Document segment:
The use of Auto-Tune as a vocal effect was bolstered in the late 2000s by hip hop/R&B recording artist T-Pain who elaborated on the effect and made active use of Auto-Tune in his songs. He cites new jack swing producer Teddy Riley and funk artist Roger Troutman’s use of the Talk Box as inspirations for his own use of Auto-Tune.
T-Pain became so associated with Auto-Tune that he had an iPhone App named after him that simulated the effect, called “I Am T-Pain. Eventually dubbed the “T-Pain effect”, the use of Auto-Tune became a popular fixture of late 2000s music, where it was notably used in other hip hop/R&B artists’ works, including Snoop Dogg’s single “Sexual Eruption”, Lil Wayne’s “Lollipop”, and Kanye West’s album 808s & Heartbreak. In 2009, riding on the wave of Auto-Tune’s popularity, The Black Eyed Peas’ number-one hit, “Boom Boom Pow”, made heavy use of Auto-Tune on all the group’s vocals to create a futuristic sound.

Records:
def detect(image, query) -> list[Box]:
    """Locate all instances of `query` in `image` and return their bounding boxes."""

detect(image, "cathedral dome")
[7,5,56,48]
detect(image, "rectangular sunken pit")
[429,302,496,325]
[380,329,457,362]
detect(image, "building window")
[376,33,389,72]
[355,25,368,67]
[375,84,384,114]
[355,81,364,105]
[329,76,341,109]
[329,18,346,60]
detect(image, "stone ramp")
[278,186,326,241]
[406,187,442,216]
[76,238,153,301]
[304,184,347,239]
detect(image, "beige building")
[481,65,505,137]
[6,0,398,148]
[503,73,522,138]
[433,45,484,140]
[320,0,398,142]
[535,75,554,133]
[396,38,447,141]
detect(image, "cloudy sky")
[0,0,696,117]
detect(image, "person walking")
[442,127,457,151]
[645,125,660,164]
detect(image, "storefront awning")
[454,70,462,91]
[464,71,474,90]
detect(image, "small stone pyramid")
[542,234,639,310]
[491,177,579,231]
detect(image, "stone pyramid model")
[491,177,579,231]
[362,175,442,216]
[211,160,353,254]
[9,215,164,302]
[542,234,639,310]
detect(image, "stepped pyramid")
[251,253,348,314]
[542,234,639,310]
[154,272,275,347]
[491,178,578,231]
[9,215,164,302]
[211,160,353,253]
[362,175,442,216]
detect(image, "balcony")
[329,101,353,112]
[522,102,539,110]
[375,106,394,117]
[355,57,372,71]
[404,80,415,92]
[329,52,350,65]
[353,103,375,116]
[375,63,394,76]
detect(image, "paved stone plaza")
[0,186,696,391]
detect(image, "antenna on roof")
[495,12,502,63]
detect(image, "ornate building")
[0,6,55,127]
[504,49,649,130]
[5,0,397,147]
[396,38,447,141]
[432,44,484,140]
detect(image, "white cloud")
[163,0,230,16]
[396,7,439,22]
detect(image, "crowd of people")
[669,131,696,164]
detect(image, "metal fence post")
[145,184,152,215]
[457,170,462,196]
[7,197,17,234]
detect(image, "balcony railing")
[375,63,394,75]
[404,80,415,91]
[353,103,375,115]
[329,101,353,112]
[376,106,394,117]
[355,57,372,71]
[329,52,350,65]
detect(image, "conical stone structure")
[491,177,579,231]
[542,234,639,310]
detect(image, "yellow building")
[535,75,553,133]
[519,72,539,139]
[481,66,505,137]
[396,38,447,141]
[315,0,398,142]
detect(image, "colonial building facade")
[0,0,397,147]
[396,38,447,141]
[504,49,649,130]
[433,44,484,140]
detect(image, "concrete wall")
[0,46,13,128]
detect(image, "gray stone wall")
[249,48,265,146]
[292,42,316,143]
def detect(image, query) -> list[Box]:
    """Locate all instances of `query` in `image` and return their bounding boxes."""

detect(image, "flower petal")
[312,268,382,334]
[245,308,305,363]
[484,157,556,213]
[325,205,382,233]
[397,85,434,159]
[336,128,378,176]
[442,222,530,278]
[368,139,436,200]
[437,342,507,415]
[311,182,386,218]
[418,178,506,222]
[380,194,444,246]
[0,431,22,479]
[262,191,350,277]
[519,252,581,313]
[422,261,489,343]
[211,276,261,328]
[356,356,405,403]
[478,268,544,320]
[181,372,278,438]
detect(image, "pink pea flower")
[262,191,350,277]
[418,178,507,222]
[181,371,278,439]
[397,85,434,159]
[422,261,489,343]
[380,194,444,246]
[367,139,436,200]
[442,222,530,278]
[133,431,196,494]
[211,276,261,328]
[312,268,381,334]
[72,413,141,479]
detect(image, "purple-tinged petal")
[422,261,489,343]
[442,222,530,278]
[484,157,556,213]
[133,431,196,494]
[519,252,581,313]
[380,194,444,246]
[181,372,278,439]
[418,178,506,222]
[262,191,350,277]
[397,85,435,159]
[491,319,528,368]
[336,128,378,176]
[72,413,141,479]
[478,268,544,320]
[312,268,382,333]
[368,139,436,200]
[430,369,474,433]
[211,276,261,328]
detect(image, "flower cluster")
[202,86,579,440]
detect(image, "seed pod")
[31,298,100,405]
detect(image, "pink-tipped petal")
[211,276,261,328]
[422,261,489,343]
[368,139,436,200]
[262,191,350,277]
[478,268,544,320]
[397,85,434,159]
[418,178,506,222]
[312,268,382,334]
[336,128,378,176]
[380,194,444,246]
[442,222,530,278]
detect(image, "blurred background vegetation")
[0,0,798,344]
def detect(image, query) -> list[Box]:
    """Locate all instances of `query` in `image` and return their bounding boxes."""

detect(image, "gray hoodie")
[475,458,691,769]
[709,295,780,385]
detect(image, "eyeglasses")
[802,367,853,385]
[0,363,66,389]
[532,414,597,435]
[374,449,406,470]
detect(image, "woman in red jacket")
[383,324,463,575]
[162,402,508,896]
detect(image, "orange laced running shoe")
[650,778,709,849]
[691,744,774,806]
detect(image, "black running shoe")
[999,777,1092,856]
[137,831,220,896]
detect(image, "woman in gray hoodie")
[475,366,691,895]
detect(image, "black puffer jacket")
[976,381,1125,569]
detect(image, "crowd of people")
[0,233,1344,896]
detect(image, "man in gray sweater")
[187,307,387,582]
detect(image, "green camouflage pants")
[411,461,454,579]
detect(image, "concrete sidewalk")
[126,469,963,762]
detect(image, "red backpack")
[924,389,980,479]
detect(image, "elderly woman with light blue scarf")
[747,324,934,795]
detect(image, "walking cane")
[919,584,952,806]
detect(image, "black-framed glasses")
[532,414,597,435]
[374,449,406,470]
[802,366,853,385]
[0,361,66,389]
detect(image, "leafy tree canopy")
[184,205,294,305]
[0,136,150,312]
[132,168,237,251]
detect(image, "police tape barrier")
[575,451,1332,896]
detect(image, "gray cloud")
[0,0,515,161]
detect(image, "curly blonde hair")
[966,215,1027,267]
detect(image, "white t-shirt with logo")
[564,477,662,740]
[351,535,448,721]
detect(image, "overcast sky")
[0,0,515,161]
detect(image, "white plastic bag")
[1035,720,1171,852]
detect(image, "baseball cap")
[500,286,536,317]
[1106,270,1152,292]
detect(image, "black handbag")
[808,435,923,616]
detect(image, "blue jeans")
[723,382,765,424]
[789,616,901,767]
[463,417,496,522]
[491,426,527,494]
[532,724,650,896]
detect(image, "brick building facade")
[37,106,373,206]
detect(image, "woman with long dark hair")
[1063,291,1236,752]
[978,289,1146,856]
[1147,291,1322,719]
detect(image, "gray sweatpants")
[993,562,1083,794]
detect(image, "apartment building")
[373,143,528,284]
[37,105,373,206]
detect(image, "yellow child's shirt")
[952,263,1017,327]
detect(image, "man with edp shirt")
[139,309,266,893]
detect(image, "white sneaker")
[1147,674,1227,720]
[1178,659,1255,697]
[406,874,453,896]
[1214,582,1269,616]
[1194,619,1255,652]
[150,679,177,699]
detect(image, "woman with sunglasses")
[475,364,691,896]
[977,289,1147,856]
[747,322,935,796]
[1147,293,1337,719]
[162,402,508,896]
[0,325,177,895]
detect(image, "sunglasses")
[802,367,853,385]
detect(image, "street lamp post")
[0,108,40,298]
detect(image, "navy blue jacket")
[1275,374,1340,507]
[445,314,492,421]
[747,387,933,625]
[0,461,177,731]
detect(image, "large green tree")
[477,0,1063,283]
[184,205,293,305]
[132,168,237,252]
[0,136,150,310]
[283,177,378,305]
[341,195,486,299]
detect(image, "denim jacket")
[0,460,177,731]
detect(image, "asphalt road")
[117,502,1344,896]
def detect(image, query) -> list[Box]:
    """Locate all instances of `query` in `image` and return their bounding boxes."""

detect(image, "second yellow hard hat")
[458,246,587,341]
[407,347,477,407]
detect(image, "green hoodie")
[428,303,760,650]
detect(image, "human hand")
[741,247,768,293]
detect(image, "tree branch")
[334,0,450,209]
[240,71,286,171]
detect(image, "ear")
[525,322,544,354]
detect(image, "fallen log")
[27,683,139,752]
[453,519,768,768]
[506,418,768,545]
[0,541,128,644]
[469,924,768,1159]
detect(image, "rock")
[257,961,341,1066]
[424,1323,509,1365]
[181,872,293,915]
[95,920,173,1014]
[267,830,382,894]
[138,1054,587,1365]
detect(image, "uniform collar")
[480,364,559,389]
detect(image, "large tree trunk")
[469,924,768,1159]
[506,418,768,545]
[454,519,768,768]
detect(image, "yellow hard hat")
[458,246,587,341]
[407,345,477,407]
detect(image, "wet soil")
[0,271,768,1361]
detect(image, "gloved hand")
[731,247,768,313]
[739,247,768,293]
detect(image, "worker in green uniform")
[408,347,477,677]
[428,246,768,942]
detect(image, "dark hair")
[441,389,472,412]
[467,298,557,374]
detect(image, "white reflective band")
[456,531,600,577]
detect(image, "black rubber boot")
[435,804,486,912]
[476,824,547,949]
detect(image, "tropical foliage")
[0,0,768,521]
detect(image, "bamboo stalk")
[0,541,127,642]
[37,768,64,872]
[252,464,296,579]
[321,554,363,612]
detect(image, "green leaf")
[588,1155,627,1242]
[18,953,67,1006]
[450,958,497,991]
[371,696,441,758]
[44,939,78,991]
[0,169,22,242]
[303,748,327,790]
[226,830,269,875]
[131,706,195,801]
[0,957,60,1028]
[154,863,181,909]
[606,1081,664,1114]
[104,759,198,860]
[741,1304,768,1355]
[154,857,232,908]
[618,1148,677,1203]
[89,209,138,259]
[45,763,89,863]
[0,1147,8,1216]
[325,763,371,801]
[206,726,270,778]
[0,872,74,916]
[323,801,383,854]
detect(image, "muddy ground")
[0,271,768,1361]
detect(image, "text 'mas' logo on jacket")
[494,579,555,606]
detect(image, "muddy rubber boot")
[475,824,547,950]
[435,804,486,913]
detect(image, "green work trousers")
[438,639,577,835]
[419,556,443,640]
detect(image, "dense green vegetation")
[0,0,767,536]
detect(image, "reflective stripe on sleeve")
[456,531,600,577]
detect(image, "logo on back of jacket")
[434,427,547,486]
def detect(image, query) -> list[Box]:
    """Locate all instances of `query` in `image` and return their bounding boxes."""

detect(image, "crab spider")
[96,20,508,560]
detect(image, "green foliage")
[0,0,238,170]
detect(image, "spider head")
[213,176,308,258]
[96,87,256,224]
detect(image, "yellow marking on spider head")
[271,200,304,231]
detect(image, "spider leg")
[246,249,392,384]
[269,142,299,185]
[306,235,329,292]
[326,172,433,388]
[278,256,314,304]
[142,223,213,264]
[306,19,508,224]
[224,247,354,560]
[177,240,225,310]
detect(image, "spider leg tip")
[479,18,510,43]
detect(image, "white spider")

Required work:
Write a continuation of the passage on Auto-Tune as a vocal effect, the one that comes before the material, starting right after its last sentence.

Output:
Radiohead used Auto-Tune on their 2001 album Amnesiac to create a “nasal, depersonalised sound” and to process speech into melody. According to singer Thom Yorke, the software “desperately tries to search for the music in your speech, and produces notes at random. If you’ve assigned it a key, you’ve got music.”
The use of Auto-Tune in hip hop gained a resurgence in the mid-2010s, especially in trap music. Hip hop artists like Future, Migos, Travis Scott, and Lil Uzi Vert use Auto-Tune to create a signature sound.
The effect has also become popular in raï music and other genres from Northern Africa. According to the Boston Herald, country stars Faith Hill, Shania Twain, and Tim McGraw use Auto-Tune in performance, calling it a safety net that guarantees a good performance. However, other country music singers, such as Allison Moorer, Garth Brooks, Big & Rich, Trisha Yearwood, Vince Gill and Martina McBride, have refused to use Auto-Tune.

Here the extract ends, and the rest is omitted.